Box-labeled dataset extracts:
----------------

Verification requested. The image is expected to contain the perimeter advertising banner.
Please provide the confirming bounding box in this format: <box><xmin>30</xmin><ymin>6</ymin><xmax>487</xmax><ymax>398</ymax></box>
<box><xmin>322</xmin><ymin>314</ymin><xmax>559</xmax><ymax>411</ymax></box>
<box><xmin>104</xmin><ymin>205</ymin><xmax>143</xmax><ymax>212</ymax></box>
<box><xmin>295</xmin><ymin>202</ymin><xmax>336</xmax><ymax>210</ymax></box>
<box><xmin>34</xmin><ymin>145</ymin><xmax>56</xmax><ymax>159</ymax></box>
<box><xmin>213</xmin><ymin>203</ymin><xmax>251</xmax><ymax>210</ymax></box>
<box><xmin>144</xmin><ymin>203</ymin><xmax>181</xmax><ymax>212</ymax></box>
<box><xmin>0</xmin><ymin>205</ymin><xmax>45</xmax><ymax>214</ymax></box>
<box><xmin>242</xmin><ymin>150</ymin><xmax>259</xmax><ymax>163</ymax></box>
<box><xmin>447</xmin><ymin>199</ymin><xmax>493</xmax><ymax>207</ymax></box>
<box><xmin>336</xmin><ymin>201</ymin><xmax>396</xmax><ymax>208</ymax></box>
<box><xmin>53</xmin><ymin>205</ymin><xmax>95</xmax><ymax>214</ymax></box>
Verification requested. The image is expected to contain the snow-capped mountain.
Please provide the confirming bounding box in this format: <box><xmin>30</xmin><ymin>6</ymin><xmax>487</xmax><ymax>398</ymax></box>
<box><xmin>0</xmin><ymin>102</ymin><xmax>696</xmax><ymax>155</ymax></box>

----------------

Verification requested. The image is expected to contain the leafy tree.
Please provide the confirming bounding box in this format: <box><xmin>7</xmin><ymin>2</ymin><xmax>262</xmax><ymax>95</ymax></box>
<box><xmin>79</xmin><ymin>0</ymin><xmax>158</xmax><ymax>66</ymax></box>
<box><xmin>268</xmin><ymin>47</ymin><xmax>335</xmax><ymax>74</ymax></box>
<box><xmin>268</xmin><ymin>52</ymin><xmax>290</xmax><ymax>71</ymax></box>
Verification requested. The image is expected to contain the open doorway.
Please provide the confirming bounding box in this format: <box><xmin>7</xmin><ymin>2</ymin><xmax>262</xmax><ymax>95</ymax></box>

----------------

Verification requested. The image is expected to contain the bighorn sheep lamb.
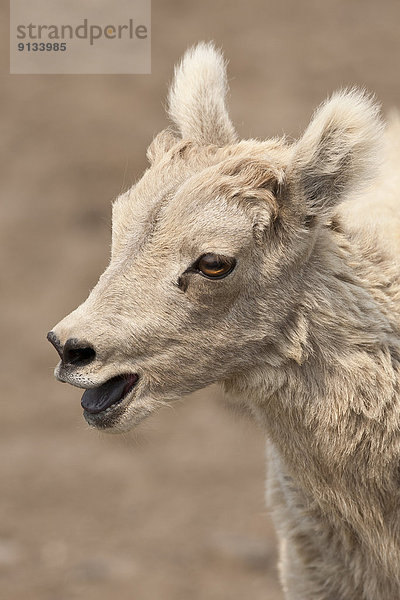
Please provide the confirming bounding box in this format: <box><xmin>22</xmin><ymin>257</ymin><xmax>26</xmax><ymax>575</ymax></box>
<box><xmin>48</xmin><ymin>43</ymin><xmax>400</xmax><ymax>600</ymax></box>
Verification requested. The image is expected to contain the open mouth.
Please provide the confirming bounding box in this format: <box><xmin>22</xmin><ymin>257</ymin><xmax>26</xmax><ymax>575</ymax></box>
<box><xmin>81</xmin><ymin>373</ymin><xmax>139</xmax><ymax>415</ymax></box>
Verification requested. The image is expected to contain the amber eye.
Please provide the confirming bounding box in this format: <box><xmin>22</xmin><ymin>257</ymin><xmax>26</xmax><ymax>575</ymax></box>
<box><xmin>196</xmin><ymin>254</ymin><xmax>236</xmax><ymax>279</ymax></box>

----------------

Prompt:
Report how many lines in the records above contain the word "Verification". Give only the number.

Output of the exercise:
7